Data from a dataset:
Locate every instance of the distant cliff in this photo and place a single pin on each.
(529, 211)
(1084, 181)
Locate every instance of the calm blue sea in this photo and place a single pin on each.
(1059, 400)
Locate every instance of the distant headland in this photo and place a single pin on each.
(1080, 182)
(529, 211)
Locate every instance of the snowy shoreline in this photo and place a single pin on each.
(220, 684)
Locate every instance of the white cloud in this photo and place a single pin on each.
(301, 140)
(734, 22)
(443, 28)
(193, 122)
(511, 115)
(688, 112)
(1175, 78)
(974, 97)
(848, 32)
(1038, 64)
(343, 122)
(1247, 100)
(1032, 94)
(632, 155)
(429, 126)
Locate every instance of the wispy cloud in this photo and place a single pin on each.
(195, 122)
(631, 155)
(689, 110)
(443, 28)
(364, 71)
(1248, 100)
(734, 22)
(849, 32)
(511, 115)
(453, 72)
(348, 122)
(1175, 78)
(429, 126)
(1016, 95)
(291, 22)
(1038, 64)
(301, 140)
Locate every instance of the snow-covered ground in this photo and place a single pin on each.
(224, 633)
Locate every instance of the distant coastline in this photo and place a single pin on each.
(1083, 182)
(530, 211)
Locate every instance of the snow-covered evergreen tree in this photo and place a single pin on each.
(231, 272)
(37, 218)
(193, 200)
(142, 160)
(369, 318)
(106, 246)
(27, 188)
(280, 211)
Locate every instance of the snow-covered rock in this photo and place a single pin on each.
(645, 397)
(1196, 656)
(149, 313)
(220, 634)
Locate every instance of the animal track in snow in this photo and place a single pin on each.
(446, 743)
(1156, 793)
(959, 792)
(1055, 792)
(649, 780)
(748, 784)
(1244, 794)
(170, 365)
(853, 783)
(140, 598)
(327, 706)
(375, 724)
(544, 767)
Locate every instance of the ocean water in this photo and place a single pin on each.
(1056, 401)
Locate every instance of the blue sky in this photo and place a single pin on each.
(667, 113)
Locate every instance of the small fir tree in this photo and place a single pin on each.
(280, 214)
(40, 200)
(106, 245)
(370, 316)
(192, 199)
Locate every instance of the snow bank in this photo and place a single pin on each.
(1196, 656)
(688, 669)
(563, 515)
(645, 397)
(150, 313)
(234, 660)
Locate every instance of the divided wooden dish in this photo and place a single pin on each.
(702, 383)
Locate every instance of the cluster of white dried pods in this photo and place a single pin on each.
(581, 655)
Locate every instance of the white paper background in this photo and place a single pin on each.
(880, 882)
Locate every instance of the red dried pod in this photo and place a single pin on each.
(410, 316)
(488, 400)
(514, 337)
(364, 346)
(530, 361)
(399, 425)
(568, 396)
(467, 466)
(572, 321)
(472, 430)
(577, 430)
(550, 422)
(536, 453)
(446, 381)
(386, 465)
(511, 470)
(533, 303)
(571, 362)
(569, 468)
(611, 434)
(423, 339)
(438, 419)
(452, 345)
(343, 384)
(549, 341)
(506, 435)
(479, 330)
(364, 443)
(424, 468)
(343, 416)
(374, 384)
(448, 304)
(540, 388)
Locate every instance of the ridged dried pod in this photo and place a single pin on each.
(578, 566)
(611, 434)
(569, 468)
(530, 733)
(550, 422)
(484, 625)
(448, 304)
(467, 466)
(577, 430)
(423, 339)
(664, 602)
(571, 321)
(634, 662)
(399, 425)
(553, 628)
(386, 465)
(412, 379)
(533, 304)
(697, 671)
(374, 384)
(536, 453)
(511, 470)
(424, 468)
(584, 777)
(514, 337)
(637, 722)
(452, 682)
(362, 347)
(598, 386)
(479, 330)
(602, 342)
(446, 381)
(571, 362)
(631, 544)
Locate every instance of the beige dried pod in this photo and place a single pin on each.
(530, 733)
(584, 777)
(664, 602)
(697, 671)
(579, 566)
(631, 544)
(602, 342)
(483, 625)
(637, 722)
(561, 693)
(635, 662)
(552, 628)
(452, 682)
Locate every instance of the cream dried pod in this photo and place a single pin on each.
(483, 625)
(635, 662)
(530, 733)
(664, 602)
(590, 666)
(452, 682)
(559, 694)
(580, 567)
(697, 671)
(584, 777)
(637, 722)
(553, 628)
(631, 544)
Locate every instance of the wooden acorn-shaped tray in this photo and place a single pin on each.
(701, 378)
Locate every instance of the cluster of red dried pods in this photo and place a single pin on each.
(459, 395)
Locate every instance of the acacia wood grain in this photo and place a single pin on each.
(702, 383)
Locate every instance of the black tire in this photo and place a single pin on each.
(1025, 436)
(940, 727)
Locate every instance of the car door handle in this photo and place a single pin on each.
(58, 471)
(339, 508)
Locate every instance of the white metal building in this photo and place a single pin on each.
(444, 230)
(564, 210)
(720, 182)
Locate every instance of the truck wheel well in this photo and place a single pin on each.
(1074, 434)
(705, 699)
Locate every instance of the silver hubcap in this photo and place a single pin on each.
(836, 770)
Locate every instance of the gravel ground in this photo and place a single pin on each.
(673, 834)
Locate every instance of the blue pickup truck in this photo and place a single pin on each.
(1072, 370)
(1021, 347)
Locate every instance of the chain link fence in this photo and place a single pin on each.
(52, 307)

### To do
Please write out the data again, starting at the beginning and ending at the line that contains "(1059, 400)", both included, with each request kept as it is. Shift every answer coordinate by adding 146 to each of its numbers.

### Exercise result
Locate every instance of the distant cliff in this photo and place a single pin on each.
(675, 357)
(1230, 327)
Locate every instance of the calm blue sea in this photo and place a single pin on each.
(1205, 546)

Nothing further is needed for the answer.